Task requirements
Summarize the forum thread below in two sentences.

Text
# ISO help for preparing bulk chicken wings



## mamaclam (Jun 8, 2007)

i am to prepare 200 chicken wings for a group.   how can i quicken the cooking,  without comprising the flavor and quality.  I would really like to cook the wings a day ahead because of the time factor involved.  do you guys have any ideas?   I use a propane gas deep frying pot outside to enhance the flavor.   i have always  received raves about the wings that i have cooked in the past but now that i am getting older, trying to do this work is taxing.   please help


----------



## TATTRAT (Jun 8, 2007)

I say fry them in batches, 10 min per batch. Much quicker the baking. Them flavor them in batches too just using a large mixing bowl.


Are the wings fresh or frozen?


----------



## Uncle Bob (Jun 8, 2007)

Welcome to DC mamaclam...Welcome

For my personal taste, if ya cook them a day ahead it would be the last time you cook for me How about a bigger pot? How about another propane cooker and two pots? Definnitely "volunteer" a couple of folks to help!.......if they wanna eat! 

Have fun and Enjoy!


----------



## kitchenelf (Jun 8, 2007)

Data shown
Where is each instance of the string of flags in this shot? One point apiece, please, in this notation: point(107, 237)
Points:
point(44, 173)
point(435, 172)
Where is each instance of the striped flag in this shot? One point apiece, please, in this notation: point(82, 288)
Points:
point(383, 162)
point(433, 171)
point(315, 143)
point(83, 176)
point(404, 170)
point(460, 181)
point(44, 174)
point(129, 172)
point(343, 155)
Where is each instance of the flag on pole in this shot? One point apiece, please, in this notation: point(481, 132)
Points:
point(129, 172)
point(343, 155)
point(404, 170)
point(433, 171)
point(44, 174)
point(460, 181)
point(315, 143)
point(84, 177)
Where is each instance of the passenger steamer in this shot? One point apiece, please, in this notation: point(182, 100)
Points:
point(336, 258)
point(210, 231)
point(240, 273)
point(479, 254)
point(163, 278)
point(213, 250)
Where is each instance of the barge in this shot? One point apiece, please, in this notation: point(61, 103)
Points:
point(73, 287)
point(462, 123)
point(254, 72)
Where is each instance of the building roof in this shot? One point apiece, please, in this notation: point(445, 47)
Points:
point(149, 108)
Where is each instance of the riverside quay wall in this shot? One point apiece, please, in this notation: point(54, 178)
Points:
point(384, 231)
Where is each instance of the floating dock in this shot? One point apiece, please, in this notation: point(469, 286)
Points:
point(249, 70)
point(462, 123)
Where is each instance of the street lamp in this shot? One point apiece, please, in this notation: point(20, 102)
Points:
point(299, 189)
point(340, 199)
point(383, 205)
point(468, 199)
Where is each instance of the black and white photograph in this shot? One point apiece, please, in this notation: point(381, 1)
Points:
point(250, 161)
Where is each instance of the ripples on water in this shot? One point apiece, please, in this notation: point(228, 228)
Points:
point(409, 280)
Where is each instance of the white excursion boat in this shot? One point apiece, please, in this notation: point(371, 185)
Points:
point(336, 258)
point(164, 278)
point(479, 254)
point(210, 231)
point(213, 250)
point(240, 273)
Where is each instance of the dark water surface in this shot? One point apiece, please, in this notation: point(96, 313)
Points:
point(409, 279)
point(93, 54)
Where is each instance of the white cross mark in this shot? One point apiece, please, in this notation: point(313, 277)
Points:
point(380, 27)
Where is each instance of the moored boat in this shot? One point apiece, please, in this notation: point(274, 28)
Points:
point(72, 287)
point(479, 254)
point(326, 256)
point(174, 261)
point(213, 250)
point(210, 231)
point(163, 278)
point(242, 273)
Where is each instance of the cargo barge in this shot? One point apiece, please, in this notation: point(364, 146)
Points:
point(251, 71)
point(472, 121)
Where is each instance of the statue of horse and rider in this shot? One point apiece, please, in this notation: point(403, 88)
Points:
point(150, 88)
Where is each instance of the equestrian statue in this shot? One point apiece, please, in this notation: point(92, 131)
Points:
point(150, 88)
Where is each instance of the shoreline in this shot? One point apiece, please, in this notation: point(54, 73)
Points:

Response
A cook who must prepare 200 chicken wings for a group, and finds the work taxing with age, asks how to speed up the cooking without losing flavor or quality, ideally by cooking the wings a day ahead. Replies suggest frying them in 10-minute batches and flavoring them in a large mixing bowl, using a bigger pot or a second propane cooker with two pots, and enlisting helpers, though one reply objects to cooking them a day ahead.